Excerpted passage ->
ASSESStivus keynote emphasizes accountability

In celebration of the second annual ASSESStivus: Assessment for the Rest of Us on Wednesday Sept. 18, Ephraim Schechter presented a keynote address on the aims of assessment. According to the Geneseo website, ASSESStivus is day set aside to embrace “the model of continuous improvement while highlighting assessment initiatives, sharing back information and utilizing best practices.” Geneseo implemented ASSESStivus following its Middle States accreditation in an attempt to raise awareness of the importance of transforming Geneseo into a premier liberal arts college.

Schechter is a nationally renowned expert on assessment in higher education. He provides consultation and assistance for outcome assessment programs at various universities throughout the country.

In addition to his lectures, he is the founder and director of, a website that he said provides “consultation and assistance,” as well as various workshops, to colleges and universities that are “developing and implementing outcomes assessment programs.”

According to Schechter, he was chosen to give the lecture during ASSESStivus due to his career as an academic department head and assessment director at the University of Colorado at Boulder and North Carolina State University for over 25 years. He made a previous appearance at Geneseo in 2006.

Schechter’s address titled “So Who (and What) Is It For” was focused on fostering a culture of assessment at Geneseo.

He defined the word “assessment” by discussing who it affects, including faculty, current students and their parents, as well as prospective students and their parents, graduates’ employers, administrators, accreditors and legislators.

Schechter said he encourages educators to ask themselves various questions regarding their curriculum and assessment, including, “How could the curriculum be structured to achieve the outcomes you want to achieve? What are we trying to do? How are we doing? How do we use that knowledge?”

Schechter also discussed two general purposes of assessment: program planning and improvement and accountability reporting, or as Schechter said, “telling the story.”

“What’s important is how the results get used,” Schechter said.

Schechter said that one of the main problems with assessment is “teaching to the test,” since the majority of students seem to be focused on merely getting high grades on tests without actually being able to apply their knowledge to real life situations.

He said that many educators make the mistake of basing their curriculum on the question, “Will this be on the test?”

“Grades do not give you enough detail,” he said. “Three students can receive [the same grade] for completely different reasons. What we are doing cannot be measured with numbers.”

Recorded data ->
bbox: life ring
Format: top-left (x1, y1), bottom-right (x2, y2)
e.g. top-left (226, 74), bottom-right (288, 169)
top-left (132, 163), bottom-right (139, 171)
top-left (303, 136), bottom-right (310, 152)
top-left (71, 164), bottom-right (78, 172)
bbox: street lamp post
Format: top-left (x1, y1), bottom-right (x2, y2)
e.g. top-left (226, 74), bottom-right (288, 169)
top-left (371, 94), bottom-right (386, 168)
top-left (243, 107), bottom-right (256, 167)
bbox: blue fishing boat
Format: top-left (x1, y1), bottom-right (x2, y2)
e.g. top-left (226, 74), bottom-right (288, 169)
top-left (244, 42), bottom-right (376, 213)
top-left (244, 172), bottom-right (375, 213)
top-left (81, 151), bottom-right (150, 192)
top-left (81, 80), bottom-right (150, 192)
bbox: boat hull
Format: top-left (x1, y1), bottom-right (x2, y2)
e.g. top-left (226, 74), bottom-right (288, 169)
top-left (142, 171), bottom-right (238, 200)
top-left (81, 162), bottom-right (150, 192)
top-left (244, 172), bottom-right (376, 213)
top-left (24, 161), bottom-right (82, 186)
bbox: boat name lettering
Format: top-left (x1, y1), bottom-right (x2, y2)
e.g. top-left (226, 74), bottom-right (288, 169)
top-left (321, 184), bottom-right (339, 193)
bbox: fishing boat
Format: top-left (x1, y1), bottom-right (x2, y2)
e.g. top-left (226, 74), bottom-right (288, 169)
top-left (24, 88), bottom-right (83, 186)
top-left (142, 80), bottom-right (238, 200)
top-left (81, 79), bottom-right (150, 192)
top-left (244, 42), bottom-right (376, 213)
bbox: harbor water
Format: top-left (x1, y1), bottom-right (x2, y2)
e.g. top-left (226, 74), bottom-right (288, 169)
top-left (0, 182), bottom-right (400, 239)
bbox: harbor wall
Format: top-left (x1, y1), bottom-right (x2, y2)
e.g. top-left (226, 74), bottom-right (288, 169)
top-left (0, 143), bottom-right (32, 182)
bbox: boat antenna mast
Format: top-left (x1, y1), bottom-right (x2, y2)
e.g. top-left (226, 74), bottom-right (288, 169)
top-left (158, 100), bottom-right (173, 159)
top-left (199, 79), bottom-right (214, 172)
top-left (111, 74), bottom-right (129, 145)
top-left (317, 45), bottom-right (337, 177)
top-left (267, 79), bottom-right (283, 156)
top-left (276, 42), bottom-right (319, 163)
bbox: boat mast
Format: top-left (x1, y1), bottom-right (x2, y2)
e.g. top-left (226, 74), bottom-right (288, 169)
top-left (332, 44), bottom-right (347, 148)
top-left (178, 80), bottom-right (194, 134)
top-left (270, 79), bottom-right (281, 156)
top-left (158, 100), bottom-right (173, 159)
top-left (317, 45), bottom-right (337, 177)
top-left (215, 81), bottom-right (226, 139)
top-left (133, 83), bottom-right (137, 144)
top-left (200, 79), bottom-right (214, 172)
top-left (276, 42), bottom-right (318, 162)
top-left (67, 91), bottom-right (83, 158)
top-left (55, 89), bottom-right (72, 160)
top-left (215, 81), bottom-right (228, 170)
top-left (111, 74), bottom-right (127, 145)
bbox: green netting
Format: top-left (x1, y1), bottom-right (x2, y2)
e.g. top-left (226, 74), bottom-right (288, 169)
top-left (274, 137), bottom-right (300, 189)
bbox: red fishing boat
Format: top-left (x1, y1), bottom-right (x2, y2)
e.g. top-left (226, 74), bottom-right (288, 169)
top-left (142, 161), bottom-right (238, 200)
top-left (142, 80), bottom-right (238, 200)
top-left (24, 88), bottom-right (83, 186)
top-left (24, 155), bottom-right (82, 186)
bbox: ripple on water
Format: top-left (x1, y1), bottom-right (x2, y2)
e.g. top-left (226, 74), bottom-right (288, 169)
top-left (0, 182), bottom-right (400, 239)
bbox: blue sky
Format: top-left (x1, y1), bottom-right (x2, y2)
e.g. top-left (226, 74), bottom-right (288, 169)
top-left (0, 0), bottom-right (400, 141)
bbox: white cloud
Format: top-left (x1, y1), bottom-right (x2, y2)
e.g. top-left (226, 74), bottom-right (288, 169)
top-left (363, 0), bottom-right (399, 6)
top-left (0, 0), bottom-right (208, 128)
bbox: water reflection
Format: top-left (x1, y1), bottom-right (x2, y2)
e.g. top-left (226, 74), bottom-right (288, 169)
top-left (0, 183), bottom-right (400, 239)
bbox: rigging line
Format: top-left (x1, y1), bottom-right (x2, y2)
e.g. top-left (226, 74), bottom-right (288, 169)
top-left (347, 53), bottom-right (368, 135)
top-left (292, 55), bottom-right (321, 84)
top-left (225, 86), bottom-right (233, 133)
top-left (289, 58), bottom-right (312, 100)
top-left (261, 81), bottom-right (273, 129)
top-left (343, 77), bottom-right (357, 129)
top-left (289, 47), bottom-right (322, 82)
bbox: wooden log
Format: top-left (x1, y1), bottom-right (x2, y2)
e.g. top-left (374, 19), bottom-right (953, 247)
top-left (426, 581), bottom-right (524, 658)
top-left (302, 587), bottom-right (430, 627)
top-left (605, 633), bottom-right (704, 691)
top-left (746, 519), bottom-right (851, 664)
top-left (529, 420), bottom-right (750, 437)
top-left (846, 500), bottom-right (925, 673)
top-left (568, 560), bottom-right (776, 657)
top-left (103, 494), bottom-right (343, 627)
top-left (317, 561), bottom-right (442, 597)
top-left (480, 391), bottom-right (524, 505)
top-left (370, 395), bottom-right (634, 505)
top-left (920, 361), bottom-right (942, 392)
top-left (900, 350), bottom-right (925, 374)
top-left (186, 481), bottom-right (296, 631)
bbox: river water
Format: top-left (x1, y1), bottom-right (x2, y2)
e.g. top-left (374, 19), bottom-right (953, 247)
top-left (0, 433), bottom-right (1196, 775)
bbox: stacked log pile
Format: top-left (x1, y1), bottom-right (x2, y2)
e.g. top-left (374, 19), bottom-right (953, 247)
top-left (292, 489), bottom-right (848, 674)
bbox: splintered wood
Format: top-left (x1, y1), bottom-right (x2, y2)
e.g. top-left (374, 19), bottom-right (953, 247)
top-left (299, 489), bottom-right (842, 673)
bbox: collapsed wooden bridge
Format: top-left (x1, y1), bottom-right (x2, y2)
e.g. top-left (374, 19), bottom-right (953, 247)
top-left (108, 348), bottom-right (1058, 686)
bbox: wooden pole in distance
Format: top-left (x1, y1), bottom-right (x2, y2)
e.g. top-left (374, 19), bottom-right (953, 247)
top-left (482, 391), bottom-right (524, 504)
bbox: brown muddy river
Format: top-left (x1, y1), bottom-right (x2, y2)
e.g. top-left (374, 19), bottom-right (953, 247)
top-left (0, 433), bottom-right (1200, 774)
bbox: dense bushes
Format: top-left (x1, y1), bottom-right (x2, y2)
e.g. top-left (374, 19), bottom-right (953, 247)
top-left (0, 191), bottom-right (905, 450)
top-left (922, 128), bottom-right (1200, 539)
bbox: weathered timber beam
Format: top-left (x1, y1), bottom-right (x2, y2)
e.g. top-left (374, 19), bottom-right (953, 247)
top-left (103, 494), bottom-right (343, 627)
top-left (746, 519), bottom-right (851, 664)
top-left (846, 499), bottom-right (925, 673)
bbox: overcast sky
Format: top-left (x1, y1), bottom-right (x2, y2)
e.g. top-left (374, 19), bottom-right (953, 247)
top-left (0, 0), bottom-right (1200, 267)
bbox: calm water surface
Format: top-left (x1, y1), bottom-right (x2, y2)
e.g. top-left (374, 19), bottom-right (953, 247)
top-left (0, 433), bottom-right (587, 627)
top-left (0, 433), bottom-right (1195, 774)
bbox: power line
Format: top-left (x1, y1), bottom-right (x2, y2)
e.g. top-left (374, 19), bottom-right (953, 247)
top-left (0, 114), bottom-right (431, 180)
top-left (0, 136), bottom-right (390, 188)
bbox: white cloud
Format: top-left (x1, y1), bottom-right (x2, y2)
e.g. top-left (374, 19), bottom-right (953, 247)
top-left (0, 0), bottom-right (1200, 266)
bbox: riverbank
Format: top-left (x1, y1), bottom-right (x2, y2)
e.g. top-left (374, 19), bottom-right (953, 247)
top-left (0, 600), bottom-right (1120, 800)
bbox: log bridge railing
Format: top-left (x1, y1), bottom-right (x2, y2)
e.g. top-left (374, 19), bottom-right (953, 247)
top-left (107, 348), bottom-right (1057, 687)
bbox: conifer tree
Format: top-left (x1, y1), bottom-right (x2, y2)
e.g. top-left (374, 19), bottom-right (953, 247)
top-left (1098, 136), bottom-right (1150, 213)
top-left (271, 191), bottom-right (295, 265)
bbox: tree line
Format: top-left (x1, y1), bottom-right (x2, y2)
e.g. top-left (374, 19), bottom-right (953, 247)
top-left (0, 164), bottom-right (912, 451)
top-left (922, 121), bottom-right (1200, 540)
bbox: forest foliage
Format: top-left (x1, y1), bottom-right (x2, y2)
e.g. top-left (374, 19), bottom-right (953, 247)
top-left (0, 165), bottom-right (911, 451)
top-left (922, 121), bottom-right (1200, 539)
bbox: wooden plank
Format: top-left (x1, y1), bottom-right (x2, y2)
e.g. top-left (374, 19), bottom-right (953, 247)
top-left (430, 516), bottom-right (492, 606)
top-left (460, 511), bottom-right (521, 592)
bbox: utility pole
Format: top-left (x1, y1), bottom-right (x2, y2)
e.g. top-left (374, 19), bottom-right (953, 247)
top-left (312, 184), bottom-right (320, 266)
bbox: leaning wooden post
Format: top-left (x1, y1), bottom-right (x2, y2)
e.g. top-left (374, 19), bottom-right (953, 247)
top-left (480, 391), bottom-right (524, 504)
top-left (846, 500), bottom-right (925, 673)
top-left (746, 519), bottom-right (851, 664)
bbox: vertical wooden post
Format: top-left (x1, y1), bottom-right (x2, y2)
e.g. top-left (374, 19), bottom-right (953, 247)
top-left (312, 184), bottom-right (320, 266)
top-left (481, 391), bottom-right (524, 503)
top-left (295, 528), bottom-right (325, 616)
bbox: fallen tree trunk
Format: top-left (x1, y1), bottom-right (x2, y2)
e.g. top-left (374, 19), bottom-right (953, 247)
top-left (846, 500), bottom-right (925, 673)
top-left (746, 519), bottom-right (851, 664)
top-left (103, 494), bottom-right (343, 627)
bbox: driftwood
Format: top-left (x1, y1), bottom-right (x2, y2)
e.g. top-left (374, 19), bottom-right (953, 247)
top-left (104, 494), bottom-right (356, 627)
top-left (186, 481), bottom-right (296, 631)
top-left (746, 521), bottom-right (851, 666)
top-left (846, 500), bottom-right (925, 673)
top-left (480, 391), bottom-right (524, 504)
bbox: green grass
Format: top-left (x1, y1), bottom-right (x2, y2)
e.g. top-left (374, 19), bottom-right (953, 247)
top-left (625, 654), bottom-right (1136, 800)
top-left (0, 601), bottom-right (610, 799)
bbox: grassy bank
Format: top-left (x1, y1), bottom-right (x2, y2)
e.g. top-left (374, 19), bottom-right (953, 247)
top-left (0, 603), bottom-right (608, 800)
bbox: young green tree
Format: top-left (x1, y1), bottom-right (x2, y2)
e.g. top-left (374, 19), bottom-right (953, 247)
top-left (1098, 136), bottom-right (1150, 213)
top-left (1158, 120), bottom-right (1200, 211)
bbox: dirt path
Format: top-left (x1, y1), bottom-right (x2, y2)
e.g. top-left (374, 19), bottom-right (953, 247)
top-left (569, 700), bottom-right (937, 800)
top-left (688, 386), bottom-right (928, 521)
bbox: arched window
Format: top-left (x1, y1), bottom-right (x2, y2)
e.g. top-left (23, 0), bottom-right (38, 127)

Task to carry out ->
Condense the paragraph in the ASSESStivus article above that begins "In celebration of the second annual ASSESStivus" into a brief bulleted list that keeps its main facts.

Response area ->
- Ephraim Schechter gave a keynote address on the aims of assessment at the second annual ASSESStivus: Assessment for the Rest of Us on Wednesday, Sept. 18.
- The Geneseo website describes ASSESStivus as a day to embrace the model of continuous improvement. The day highlights assessment initiatives, shares back information and uses best practices.
- Geneseo started ASSESStivus after its Middle States accreditation. The aim was to raise awareness of the importance of transforming Geneseo into a premier liberal arts college.